> Data for this task
━━━━━━

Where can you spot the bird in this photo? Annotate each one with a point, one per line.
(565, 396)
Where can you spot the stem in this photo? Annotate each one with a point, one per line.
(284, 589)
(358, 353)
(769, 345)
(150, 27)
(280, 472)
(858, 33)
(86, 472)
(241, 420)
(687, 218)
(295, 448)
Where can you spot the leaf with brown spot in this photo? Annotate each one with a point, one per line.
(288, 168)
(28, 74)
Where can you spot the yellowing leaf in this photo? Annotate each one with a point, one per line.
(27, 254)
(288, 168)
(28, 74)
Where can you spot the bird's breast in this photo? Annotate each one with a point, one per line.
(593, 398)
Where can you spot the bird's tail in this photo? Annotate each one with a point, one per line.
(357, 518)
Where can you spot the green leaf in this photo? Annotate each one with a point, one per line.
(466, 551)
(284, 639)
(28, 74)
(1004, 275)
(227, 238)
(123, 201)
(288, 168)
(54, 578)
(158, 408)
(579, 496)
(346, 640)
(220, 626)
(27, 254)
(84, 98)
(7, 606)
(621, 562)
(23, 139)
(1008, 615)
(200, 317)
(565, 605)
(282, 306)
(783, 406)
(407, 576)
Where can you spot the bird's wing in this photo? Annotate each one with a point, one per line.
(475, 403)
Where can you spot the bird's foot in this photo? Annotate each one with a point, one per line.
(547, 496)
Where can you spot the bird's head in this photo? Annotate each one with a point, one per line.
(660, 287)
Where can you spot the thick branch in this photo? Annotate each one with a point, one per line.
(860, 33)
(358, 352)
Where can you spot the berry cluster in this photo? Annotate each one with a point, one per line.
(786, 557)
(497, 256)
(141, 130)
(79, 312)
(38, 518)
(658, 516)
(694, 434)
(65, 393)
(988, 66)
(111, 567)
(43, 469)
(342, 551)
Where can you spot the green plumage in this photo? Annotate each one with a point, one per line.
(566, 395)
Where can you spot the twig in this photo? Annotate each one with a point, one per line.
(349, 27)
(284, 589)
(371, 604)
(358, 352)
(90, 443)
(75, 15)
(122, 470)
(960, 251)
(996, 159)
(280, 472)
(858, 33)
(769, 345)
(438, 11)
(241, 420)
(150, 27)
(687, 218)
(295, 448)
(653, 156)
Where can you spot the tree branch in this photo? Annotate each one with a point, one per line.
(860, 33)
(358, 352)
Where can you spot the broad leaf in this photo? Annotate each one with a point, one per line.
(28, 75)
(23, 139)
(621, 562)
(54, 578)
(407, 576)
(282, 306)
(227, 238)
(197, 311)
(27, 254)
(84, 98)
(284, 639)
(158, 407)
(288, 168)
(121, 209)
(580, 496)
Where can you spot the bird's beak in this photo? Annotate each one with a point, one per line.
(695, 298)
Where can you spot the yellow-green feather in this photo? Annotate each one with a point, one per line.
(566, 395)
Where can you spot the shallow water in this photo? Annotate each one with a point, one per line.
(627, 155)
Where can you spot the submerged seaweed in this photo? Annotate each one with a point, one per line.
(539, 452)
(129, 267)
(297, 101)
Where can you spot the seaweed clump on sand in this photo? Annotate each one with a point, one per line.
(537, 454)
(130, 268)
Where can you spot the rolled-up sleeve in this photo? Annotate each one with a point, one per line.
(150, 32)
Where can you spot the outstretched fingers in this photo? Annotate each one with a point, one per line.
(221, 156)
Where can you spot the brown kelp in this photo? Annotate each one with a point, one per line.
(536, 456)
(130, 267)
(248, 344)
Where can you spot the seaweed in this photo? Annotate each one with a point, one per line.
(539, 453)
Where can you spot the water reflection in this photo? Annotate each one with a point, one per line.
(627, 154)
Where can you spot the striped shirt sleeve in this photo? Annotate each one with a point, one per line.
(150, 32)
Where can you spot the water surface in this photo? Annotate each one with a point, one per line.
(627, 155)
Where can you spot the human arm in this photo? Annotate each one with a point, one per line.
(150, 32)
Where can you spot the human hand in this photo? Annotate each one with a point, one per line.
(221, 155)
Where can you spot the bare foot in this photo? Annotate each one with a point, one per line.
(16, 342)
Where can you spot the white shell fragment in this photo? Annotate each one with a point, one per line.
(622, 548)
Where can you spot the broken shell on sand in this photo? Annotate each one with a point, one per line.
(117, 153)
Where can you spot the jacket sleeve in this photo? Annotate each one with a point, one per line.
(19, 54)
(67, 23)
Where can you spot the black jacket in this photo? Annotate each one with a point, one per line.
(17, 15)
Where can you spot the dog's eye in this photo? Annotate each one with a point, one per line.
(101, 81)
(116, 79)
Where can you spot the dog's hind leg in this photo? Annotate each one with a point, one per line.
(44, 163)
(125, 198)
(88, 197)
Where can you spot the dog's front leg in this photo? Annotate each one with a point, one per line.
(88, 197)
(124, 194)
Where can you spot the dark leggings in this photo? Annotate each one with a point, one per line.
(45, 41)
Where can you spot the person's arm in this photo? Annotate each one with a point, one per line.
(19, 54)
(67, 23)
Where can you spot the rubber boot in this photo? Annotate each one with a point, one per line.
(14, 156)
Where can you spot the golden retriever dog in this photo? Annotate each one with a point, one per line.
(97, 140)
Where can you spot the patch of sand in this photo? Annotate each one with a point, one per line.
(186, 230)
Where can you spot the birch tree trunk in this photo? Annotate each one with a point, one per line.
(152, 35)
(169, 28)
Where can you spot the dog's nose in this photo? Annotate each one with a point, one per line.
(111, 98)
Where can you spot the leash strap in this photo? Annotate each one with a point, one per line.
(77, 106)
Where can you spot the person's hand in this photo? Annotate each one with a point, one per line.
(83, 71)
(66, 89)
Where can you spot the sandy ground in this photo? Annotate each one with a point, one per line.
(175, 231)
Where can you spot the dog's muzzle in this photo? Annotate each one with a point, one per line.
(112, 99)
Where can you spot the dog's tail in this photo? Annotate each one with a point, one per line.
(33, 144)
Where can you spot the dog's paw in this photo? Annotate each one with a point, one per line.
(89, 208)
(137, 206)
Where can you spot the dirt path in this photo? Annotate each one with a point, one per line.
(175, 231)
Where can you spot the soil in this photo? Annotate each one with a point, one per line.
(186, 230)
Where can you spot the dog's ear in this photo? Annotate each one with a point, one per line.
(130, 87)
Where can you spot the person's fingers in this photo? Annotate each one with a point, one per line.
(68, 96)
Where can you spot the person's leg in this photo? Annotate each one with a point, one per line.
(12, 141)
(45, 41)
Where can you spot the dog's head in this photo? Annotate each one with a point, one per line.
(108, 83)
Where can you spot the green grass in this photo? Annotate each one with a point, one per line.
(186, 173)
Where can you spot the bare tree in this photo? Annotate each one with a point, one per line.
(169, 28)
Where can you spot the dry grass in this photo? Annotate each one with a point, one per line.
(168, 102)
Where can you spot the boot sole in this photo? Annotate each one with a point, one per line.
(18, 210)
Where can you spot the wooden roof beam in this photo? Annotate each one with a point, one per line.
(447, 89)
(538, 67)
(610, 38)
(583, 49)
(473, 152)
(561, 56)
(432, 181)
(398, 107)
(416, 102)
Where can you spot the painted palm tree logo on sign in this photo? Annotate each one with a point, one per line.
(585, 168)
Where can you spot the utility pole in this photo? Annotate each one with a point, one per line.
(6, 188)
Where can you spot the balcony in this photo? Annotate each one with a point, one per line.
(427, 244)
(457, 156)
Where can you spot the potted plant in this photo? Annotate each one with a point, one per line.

━━━━━━

> Exercise prompt
A complete, exact copy of the records is what is needed.

> Reply
Where can you spot the bird in this photo? Annotate each one with a point, one per line.
(565, 396)
Where can you spot the stem in this photo? Annotate each one with a point, one per line.
(284, 589)
(358, 353)
(769, 345)
(150, 27)
(280, 472)
(858, 33)
(86, 472)
(241, 420)
(687, 218)
(295, 448)
Where can you spot the leaf with brown spot in this photo? Annotate each one with a point, one per line.
(288, 168)
(28, 74)
Where can you spot the yellowing leaf in this photo? Annotate each one with a point, one per line.
(27, 254)
(288, 168)
(28, 74)
Where can you spot the bird's breast in this photo? Annotate each one with a point, one per line.
(593, 398)
Where can you spot the bird's tail in this photo? Annotate each one with a point, one per line.
(357, 518)
Where can you spot the green leaf in this photo? Annotate each one with a point, one per line.
(466, 551)
(284, 639)
(28, 74)
(1004, 275)
(227, 238)
(123, 201)
(288, 168)
(54, 578)
(158, 408)
(579, 496)
(346, 640)
(220, 626)
(27, 254)
(84, 98)
(7, 606)
(621, 562)
(23, 139)
(1008, 615)
(200, 317)
(565, 605)
(282, 306)
(783, 406)
(407, 576)
Where can you spot the bird's wing in this photo? Annotate each one with a point, one per line.
(475, 403)
Where can you spot the bird's foot in this photo? Annotate each one with a point, one per line.
(547, 496)
Where can you spot the bird's head in this photo? Annotate each one with a point, one per line.
(660, 287)
Where can you spot the thick branch in this photo? Annotate each one with a point, one per line.
(860, 33)
(358, 352)
Where can you spot the berry cluster in this photo? Annotate each one with a point, one per line.
(786, 557)
(497, 256)
(141, 130)
(79, 312)
(38, 518)
(658, 516)
(694, 434)
(65, 393)
(988, 66)
(111, 567)
(43, 469)
(342, 551)
Where can you spot the green plumage in this photo? Annotate each one with a point, one per line.
(566, 395)
Where can you spot the twig in this photo? Annotate each one with a point, one per line.
(349, 27)
(284, 589)
(371, 604)
(358, 352)
(90, 443)
(75, 15)
(122, 470)
(960, 251)
(996, 159)
(280, 472)
(858, 33)
(769, 345)
(438, 11)
(241, 420)
(150, 27)
(687, 218)
(295, 448)
(653, 156)
Where can you spot the tree branch in this photo? Annotate each one with a point, one per line.
(860, 33)
(358, 352)
Where can you spot the broad leaf in this photo? Annotate each one with a point, one per line.
(28, 75)
(23, 139)
(621, 562)
(54, 578)
(407, 576)
(282, 306)
(227, 238)
(197, 311)
(27, 254)
(84, 98)
(284, 639)
(158, 407)
(288, 168)
(121, 209)
(580, 496)
Where can you spot the bird's beak in this photo? Annotate each one with a point, one per line.
(695, 298)
Where can you spot the yellow-green feather in this photo? Annotate each one with a point, one per line.
(566, 395)
Where can you spot the shallow water in this photo? Annotate each one with a point, one per line.
(627, 155)
Where can you spot the submerged seaweed in this photo? Annotate each one with a point, one per line.
(539, 452)
(129, 267)
(297, 101)
Where can you spot the seaweed clump on sand in this photo? Annotate each one with a point, one per line.
(537, 454)
(130, 268)
Where can you spot the rolled-up sleeve in this photo? Annotate each one with a point, one per line.
(150, 32)
Where can you spot the outstretched fingers in this photo? Annotate each one with a point, one per line.
(221, 156)
Where can you spot the brown kelp in this photo? Annotate each one with a point, one per line.
(536, 456)
(130, 267)
(248, 344)
Where can you spot the seaweed in this photo? Annotate each one with a point, one per line.
(539, 453)
Where can you spot the water reflection in this photo? Annotate each one with a point, one per line.
(627, 154)
Where can you spot the striped shirt sleeve in this photo? Annotate each one with a point, one per line.
(150, 32)
Where can you spot the water surface in this photo? Annotate each one with a point, one per line.
(627, 155)
Where can you spot the human arm in this photo? Annotate each one with a point, one per line.
(150, 32)
Where can you spot the human hand in this photo? Annotate each one with a point, one per line.
(221, 155)
Where can you spot the bare foot in this photo? Annotate each one with a point, one per line.
(16, 342)
Where can you spot the white shell fragment in this photo? Annotate each one with a point, one per line.
(622, 548)
Where can you spot the broken shell on sand in this photo? Annotate each one with a point, one per line.
(117, 153)
Where can you spot the jacket sleeve in this photo? Annotate each one with a point, one per line.
(19, 54)
(67, 23)
Where can you spot the black jacket in this photo? Annotate each one with a point, one per line.
(17, 15)
Where can you spot the dog's eye in this photo? Annotate each one with a point, one per line.
(101, 81)
(116, 79)
Where can you spot the dog's hind leg in this photo? Annotate each one with a point, one per line.
(44, 163)
(125, 198)
(88, 197)
Where can you spot the dog's front leg in this photo? Annotate each one with a point, one per line.
(88, 197)
(124, 194)
Where can you spot the dark leggings in this photo? Annotate each one with a point, one per line.
(45, 41)
Where can you spot the person's arm in this photo? Annotate each one with a point, one per line.
(19, 54)
(67, 23)
Where can you spot the rubber boot in this photo? Annotate each one with a point, one per line.
(14, 156)
Where can you spot the golden retriever dog in this photo? Annotate each one with a point, one per line.
(97, 140)
Where can you spot the patch of sand in this photo? Annotate each one with a point, one per line.
(186, 230)
Where can you spot the birch tree trunk in this photo? Annotate each one with a point, one per line.
(152, 35)
(169, 28)
Where can you spot the dog's nose in this photo? Annotate each one with a point, one per line.
(111, 98)
Where can you spot the leash strap in this photo? Annotate each one with a point, one per line.
(77, 106)
Where can you spot the person's hand in this photo? Annotate each one with a point, one per line.
(83, 71)
(66, 89)
Where can you spot the sandy ground in this photo? Annotate each one with a point, one per line.
(175, 231)
Where can you spot the dog's muzzle in this photo? Annotate each one with a point, one per line.
(112, 99)
Where can you spot the dog's tail in this photo? Annotate each one with a point, one per line.
(33, 144)
Where can you spot the dog's paw in this photo? Annotate each one with a point, one per line.
(89, 208)
(137, 206)
Where can you spot the dirt path in this photo? Annotate each one with a point, one per line.
(175, 231)
Where can you spot the soil in this photo? Annotate each one with a point, one per line.
(186, 230)
Where can you spot the dog's ear in this photo? Annotate each one with a point, one per line.
(130, 87)
Where can you spot the person's fingers in this photo? Annotate each one with a point, one per line.
(68, 96)
Where can you spot the person's leg in this photo? Annotate each one with a point, one per line.
(12, 141)
(45, 41)
Where can you spot the dog's head in this photo? Annotate each one with a point, one per line.
(108, 83)
Where can you spot the green grass in this photo? Annotate each one with a point, one per line.
(186, 173)
Where can you spot the bare tree in this photo? Annotate each one with a point, one per line.
(169, 28)
Where can you spot the dry grass in this photo? Annotate each one with a point, one per line.
(168, 102)
Where can you spot the boot sole in this photo? Annotate each one with a point, one per line.
(18, 210)
Where can you spot the wooden roof beam in this photo? Annotate each one with a point, one per line.
(447, 89)
(538, 67)
(610, 38)
(583, 49)
(473, 152)
(561, 56)
(432, 181)
(398, 107)
(416, 102)
Where can you spot the painted palm tree logo on sign in this photo? Annotate each one with a point, one per line.
(585, 168)
Where can you spot the utility pole in this photo? Annotate each one with a point, one per line.
(6, 188)
Where can you spot the balcony in this photo? Annotate each one with a point, one per line.
(427, 244)
(457, 156)
Where can you spot the potted plant in this photo? Annotate each one with a point, one per line.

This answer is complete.